What is required: Transcribe the records in full, keeping every character as it is.

Data extracted from a collection:
• • • •
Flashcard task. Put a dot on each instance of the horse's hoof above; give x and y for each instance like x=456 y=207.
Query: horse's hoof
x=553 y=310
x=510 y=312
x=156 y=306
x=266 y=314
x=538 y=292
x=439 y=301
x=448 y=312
• • • •
Answer for this exercise:
Flashcard task. Put a dot on each instance of the horse's hoof above; give x and y for each instance like x=456 y=207.
Query: horse's hoof
x=553 y=310
x=510 y=312
x=156 y=306
x=266 y=314
x=538 y=292
x=439 y=301
x=448 y=312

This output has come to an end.